◆ **Description of the task**
What lines in the data below mention the string "above"? Copy them out.

======

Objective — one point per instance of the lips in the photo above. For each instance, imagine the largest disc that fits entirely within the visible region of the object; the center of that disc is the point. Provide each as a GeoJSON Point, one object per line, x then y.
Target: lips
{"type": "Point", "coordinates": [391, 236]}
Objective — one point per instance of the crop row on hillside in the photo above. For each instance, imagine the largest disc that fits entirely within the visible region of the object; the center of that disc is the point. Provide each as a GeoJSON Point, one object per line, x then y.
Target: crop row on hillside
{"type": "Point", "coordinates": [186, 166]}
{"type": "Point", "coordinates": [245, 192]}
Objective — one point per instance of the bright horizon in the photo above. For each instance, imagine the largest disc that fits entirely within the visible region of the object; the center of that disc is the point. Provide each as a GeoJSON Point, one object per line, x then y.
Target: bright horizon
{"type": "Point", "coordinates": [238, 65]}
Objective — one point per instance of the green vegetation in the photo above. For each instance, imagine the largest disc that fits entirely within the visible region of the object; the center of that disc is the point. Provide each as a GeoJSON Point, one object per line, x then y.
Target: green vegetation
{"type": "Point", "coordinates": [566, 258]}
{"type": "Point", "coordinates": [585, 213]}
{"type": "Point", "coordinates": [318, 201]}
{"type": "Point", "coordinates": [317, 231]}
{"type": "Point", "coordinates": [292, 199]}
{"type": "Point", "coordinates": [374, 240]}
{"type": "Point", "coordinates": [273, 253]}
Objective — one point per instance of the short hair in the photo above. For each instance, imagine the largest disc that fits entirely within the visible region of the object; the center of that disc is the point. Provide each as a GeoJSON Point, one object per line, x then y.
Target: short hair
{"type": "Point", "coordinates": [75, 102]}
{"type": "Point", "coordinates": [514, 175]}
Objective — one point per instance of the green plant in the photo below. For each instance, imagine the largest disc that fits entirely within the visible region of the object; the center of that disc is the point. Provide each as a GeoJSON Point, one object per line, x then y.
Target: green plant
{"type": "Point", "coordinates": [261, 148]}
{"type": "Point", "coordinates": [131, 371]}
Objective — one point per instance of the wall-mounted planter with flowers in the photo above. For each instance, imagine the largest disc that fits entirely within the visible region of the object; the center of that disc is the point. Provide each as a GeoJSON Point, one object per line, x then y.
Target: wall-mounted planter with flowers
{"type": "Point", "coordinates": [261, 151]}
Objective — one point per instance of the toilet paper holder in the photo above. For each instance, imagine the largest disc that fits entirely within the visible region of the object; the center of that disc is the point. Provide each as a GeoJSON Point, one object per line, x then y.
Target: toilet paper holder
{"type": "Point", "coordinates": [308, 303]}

======

◆ **Exercise result**
Objective — one point per instance of the lips in the photo above. For each instance, imagine the largest disc that fits entirely within the visible region of the object; the center of that disc is the point. Provide each as a GeoJSON Point, one object per line, x then y.
Objective — one point per instance of the crop row on hillside in the photo above. For each instance, imagine the largest disc that fits entirely within the visible region of the object; the center of that disc is the point. Provide each as a GeoJSON Point, one object per line, x then y.
Objective — one point per instance of the bright horizon in the photo above. For each instance, imagine the largest disc that fits entirely within the visible region of the object; the center of that disc is the point. Provide each as a GeoJSON Point, one object per line, x then y.
Objective — one point per instance of the green vegetation in the photo above. For each instance, imagine the largest disc that fits entirely within the visible region of the object; the center of that disc is the point. Provide each as a GeoJSON Point, one object per line, x then y.
Objective — one point per instance of the short hair in the photo above. For each instance, imagine the largest disc that fits entirely within the visible region of the object; the center of that disc is the point. Provide each as a GeoJSON Point, one object per line, x then y.
Objective — one point per instance of the wall-mounted planter with flowers in the photo above. For each instance, imagine the largest disc that fits entirely within the visible region of the object; the center of that disc is the point. Provide each as a GeoJSON Point, one object per line, x then y.
Objective — one point per instance of the toilet paper holder in the photo above. For each instance, imagine the largest disc that fits entirely within the visible region of the object; the center of that disc is the point. Provide each as a GeoJSON Point, one object per line, x then y.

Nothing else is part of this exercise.